◆ **TASK DETAILS**:
Answer these questions about the open letter to a former landlady below:
(a) What kind of dwelling does the letter say was actually sold, rather than a house?
(b) What pet does the writer thank the landlady for not evicting the writer over?
(c) Who posted the first comment, and at what time?

◆ **EXTRACTED TEXT**:
● ● ● ●

October 11, 2005

An Open Letter to My Former Landlady

Dear Former Landlady,

I was shocked and dismayed when you called to tell me that you'd sold the house I rent from you. Okay, I wasn't shocked; the For Sale sign had been up for months. I guessed the feeling was more along the lines of slightly surprised and perhaps a little intrigued. Isn't the real estate market super hot right now? If you can't sell place like this one, then it's clearly haunted, booby trapped, or a breeding ground for Legionnaire's Disease. This brings me to an important question: do I need more health insurance? What about dismemberment/ghost insurance? (Do you have a guy for this? Have him call me.)

Also, it's not a house that you just sold, it's a duplex. Perhaps the contracts for duplexes and threeplexes (triplexes? triceroplexes?) are particularly onerous. You know, not everyone is in the market for a duplex. It's like 3/4 of a house. You get all of the bad parts of a house (the yard, taking out the trash, racoons in the attic) with the bad parts of an aparment (sharing walls, lack of personal space, possibility of neighbors drilling a spy hole in the wall). That's a hard sell to make.

Or perhaps the neighbors had something to do with it. You are an honest woman, Former Landlady. I have no doubt you told all prospective buyers that one side of the duplex was occupied by death metal enthusiasts with a burgeoning interest in spoiled Indian food and a hatred for lawn care. Seriously, I've lived here for months and I still don't know what occurs on the other side of my living room wall. It could be a men's bathhouse, it could be a maquiladora, it could be a meth lab; all I know is, it's loud and stinky. I have a hard time reconciling the fact I even know people like that; I must commend you for having the courage to actually engage in business with them.

Alas, do not let all of this obscure the fact that this little place, the heartlamp you owned and I paid to rent, has switched hands. Well, not hands really, since I didn't see you lying on the floor of the bathroom when the toilet exploded or antyhing. That was Pepe or whatever the property manager's name is. He's pretty good, and he's not scared of direct contact with sewage. (Also, I have hands and I live there.) It's definitely changed wallets or bank books or whatever it is the landlords of the world use to organize their properties. Let's call it a property folder. Yes, it's changed property folders indeed, and with it, it has lost a little bit of its soul.

The lost soul won't show up in the rent check or the muffled lyrics about cannibalism that bleeds through my walls. It'll show up in... I'm not really sure. Maybe in the sheer duplexity of this dwelling? Probably in the air conditioning, since you were always very good about having that fixed. And definitely in the ducts, which were expected regularly. So, from me, the air conditioning, and the ducts, thank you. And for not throwing me out when you learned about my pot bellied pig, I also thank you.

Sincerely Yours,
Cody Wayne Maxwell Powell

Posted by Cody at October 11, 2005 7:34 PM
Comments

I do enjoy a good Legionnaire's Disease reference.

Posted by: Danza at October 11, 2005 7:55 PM

They're usually so hard to work in to everyday conversation.

● ● ● ●

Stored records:
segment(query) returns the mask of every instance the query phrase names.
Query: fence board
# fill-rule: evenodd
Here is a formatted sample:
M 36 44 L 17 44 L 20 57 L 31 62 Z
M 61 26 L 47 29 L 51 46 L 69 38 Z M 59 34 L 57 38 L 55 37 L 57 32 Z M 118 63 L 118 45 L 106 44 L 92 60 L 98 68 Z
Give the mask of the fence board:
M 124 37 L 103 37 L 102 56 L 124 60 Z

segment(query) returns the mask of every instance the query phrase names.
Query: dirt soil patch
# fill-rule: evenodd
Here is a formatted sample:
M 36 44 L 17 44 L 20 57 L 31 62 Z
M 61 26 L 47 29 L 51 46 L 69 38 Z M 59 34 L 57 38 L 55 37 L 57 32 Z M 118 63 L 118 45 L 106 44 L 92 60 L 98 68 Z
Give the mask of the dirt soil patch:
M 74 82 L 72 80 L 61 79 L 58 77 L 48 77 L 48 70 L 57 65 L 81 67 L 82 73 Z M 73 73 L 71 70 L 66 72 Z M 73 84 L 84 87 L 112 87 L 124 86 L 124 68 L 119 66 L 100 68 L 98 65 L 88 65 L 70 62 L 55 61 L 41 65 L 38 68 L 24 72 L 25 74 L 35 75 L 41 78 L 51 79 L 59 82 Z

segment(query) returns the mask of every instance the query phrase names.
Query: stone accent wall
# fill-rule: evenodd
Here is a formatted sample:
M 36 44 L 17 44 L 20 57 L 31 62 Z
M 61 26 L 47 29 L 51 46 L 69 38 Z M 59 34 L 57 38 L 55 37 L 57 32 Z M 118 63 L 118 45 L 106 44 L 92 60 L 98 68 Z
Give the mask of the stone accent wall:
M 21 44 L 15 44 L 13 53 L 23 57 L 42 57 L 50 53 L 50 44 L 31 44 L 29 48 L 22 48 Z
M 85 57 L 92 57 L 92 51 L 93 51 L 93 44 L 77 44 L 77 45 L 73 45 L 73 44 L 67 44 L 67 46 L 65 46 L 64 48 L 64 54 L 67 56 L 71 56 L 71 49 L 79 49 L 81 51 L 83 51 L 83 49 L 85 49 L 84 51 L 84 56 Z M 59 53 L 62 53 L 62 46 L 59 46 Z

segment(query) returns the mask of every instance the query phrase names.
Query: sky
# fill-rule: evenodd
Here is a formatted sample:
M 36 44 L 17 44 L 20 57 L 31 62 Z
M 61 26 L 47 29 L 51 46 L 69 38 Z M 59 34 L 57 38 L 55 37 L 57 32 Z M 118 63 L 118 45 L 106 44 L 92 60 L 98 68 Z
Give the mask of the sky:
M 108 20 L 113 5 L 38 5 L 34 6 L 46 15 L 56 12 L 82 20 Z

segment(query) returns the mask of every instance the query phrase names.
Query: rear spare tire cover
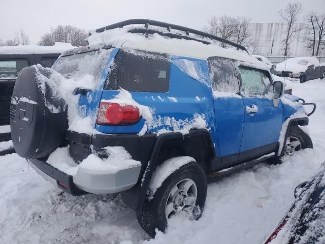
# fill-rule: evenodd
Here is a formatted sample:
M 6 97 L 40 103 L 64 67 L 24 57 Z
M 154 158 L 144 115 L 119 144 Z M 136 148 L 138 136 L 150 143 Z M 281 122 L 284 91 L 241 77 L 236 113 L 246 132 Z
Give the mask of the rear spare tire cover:
M 40 74 L 49 78 L 51 70 L 39 65 L 25 68 L 15 84 L 10 104 L 11 137 L 15 150 L 23 158 L 46 157 L 64 137 L 64 100 L 54 97 L 48 84 L 40 81 Z M 51 112 L 48 108 L 51 106 L 63 109 Z

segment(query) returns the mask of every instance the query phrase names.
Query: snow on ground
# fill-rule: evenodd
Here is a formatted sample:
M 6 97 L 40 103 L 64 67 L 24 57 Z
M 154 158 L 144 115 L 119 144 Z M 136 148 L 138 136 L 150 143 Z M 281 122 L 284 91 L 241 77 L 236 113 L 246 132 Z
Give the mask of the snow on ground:
M 308 126 L 314 149 L 279 165 L 261 164 L 209 184 L 197 221 L 172 218 L 150 239 L 119 195 L 72 197 L 28 167 L 17 154 L 0 157 L 1 243 L 258 243 L 294 200 L 299 183 L 325 159 L 325 80 L 294 82 L 293 94 L 317 105 Z

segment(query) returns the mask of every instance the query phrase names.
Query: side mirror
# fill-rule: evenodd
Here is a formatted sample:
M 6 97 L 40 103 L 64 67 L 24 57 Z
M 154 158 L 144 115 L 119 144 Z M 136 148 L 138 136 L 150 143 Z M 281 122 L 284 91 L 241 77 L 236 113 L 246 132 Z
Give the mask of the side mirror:
M 280 98 L 283 94 L 283 83 L 282 81 L 274 81 L 273 83 L 273 92 L 274 98 Z
M 308 181 L 303 182 L 301 184 L 298 185 L 296 188 L 295 188 L 295 198 L 297 198 L 301 193 L 301 190 L 305 187 Z

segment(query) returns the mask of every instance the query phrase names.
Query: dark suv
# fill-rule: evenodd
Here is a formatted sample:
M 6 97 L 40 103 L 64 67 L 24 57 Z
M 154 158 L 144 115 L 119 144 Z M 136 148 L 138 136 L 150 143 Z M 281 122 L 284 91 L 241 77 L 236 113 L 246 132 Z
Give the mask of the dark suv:
M 20 72 L 14 146 L 71 194 L 121 193 L 151 236 L 181 211 L 200 217 L 208 178 L 312 148 L 309 114 L 244 47 L 147 19 L 88 41 Z
M 70 43 L 50 47 L 35 45 L 0 47 L 0 141 L 10 140 L 9 109 L 12 91 L 19 72 L 37 64 L 51 68 L 61 53 L 71 48 Z

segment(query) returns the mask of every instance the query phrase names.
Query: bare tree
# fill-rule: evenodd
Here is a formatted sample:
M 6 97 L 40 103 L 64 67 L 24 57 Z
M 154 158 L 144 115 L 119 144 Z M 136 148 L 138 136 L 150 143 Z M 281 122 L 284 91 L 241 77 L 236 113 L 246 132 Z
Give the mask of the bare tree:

● ● ● ●

◆ **EXERCISE OUTPUT**:
(a) A duplex.
(b) A pot bellied pig.
(c) Danza, at 7:55 PM on October 11, 2005.